> **TASK INPUT**:

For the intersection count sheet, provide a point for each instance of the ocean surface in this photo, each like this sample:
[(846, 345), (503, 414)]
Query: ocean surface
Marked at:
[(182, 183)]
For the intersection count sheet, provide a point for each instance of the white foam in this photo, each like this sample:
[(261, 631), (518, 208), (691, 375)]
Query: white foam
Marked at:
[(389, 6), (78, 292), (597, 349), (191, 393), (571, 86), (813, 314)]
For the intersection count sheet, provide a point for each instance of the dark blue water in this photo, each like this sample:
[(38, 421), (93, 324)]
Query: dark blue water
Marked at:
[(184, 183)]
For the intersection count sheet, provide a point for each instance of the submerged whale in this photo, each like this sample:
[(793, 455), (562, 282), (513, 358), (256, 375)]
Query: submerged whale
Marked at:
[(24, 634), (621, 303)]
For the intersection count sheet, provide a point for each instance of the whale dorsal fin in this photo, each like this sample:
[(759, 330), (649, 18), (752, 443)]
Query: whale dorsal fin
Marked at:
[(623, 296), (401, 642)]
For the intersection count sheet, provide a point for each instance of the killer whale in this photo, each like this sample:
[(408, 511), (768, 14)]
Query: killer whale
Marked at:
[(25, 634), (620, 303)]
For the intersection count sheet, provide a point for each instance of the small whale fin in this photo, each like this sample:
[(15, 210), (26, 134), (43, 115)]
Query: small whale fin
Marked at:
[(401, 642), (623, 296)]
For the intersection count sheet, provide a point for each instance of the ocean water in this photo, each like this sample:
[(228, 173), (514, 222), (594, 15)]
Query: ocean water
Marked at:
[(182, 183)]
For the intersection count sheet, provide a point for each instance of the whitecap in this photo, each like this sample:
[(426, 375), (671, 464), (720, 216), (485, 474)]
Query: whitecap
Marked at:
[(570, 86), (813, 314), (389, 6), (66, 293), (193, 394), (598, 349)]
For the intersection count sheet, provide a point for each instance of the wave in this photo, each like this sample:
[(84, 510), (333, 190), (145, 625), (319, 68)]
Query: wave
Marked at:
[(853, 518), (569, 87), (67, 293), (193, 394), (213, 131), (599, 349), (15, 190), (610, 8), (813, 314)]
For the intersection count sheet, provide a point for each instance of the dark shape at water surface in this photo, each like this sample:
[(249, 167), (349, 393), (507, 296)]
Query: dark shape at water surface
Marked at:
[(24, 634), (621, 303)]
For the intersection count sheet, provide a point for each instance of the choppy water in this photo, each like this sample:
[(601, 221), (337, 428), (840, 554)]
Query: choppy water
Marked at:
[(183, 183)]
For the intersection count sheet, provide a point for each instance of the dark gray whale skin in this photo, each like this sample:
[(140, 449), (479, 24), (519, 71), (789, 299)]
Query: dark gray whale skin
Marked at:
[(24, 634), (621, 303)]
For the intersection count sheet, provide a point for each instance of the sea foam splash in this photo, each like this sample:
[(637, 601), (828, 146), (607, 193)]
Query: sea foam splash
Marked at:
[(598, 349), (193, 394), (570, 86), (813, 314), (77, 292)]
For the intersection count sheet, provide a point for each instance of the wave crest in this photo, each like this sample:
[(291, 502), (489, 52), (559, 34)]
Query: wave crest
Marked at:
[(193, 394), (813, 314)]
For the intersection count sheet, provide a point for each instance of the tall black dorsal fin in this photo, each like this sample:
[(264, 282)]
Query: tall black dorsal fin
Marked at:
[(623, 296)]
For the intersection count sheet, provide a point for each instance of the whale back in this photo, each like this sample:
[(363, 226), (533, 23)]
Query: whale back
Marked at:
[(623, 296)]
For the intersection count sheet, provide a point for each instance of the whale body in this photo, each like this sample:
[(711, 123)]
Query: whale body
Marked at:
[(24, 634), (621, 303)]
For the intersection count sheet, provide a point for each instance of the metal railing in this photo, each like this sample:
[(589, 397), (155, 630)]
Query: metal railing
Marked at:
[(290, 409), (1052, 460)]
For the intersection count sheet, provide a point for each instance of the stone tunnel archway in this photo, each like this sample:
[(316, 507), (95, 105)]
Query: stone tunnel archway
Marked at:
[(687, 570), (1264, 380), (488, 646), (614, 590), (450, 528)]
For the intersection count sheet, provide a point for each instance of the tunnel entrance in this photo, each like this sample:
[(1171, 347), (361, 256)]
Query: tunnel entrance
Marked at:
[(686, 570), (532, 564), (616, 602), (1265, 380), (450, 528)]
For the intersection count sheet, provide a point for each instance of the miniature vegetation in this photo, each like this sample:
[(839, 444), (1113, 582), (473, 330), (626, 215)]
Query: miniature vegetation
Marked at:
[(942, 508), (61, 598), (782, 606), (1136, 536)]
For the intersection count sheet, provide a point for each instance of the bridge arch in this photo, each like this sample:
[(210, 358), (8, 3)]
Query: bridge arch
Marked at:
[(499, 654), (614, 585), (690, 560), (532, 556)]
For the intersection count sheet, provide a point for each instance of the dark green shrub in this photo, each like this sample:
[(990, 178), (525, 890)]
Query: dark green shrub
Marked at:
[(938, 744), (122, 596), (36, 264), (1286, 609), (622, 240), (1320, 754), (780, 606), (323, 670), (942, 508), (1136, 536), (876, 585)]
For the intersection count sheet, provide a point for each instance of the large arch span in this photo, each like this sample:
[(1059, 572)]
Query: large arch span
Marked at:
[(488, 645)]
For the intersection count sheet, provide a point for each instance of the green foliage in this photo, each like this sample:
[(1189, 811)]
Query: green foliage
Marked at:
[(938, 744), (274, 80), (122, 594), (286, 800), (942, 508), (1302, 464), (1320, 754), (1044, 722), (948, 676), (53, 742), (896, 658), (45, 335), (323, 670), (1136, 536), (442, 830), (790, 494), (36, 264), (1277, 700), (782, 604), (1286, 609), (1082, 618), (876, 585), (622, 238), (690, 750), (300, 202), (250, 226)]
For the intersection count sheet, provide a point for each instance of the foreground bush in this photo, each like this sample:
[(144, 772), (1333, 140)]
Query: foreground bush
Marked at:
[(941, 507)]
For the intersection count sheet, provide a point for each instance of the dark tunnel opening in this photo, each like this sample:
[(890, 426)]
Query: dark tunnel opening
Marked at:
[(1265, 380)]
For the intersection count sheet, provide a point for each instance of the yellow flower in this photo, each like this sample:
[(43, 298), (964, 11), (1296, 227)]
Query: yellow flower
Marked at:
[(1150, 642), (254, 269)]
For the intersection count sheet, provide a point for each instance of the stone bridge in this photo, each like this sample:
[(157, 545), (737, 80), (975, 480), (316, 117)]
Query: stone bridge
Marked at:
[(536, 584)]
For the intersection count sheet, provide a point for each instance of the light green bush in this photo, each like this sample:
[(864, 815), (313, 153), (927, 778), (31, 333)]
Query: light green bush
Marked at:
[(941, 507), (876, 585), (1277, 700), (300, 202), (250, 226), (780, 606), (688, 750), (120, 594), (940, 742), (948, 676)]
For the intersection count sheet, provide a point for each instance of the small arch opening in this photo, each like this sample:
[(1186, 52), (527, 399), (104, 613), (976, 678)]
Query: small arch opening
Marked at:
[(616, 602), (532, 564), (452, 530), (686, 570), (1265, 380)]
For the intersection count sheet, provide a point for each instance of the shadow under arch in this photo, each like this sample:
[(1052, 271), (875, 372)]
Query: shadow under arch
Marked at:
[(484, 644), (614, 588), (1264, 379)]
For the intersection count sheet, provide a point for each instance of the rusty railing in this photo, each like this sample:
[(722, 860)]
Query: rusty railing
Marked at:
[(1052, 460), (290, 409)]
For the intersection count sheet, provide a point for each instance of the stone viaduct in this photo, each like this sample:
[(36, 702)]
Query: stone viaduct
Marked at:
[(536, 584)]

> **REQUIRED WORK**: Checking each line above, count the ones that hold the word "railing" and state the total alone.

> **EXPECTED ANSWER**: 4